= WHAT IS BEING ASKED =
Reproduce every one of the records below word for word.

= DATA FOR PROCESSING =
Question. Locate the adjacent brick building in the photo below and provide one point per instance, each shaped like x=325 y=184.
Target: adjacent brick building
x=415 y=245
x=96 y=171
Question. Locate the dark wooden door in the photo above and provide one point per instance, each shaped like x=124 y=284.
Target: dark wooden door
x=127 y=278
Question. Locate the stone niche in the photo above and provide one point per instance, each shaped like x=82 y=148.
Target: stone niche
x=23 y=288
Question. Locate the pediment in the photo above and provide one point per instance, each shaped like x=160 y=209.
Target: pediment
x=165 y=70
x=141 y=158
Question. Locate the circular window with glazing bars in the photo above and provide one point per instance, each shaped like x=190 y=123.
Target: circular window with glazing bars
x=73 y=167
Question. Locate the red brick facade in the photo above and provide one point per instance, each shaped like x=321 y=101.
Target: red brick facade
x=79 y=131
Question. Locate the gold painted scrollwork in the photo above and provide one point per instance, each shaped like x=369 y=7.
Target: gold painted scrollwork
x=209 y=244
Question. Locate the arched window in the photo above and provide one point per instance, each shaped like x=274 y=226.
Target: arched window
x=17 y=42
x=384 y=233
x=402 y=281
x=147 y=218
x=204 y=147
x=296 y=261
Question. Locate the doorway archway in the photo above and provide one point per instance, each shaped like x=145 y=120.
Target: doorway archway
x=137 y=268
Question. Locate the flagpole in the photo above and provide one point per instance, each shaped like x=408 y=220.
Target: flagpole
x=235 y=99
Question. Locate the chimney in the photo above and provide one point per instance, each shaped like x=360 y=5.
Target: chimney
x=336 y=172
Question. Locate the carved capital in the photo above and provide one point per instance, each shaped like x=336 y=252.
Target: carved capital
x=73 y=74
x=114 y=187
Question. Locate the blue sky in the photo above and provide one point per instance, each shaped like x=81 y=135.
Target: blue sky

= ANSWER TO THIS PROBLEM =
Question. Locate the adjacent brick building in the photo below and provide one point per instance, each shaped like x=325 y=184.
Target: adjacent brick building
x=415 y=245
x=96 y=171
Question. Locate the dark wooden door in the photo above and provide one point per instance, each shaped like x=124 y=284.
Target: dark wooden door
x=127 y=278
Question. Locate the stone niche in the photo above and provide one point per instance, each shaped like x=82 y=148.
Target: stone niche
x=23 y=288
Question. Locate the pediment in the photo above and provide one point per instance, each shaped like x=160 y=209.
Target: pediment
x=165 y=70
x=141 y=158
Question. Locate the circular window with glazing bars in the photo above and provide one point per instance, each shaped like x=190 y=123.
Target: circular window with glazing bars
x=73 y=167
Question. Locate the red brick facade in the photo above and provide one point per instance, each shaped like x=321 y=101.
Target: red brick facade
x=79 y=131
Question. Locate the gold painted scrollwork in the photo above and provide one point per instance, each shaped like x=369 y=7.
Target: gold painted scrollwork
x=209 y=244
Question. Locate the arched window in the photo above and provide one point per instance, each shaped like x=274 y=226.
Target: arched window
x=17 y=42
x=384 y=233
x=402 y=281
x=147 y=218
x=204 y=147
x=296 y=261
Question. Locate the doorway archway in the photo above and provide one point per instance, each shaped like x=145 y=120.
Target: doorway archway
x=137 y=268
Question. Locate the flagpole in the photo above and provide one point per instance, each shaped like x=408 y=220.
Target: flagpole
x=235 y=99
Question. Locate the chimney in the photo above and provide one point per instance, each shaped like x=360 y=5.
Target: chimney
x=336 y=172
Question. Locate the carved capital in the photo above and provide one point per instance, each shaped like x=336 y=252.
Target: carved capital
x=73 y=74
x=114 y=187
Question. Locate the blue sky in the photo above and provide one point per instance, each shaped like x=81 y=135.
Target: blue sky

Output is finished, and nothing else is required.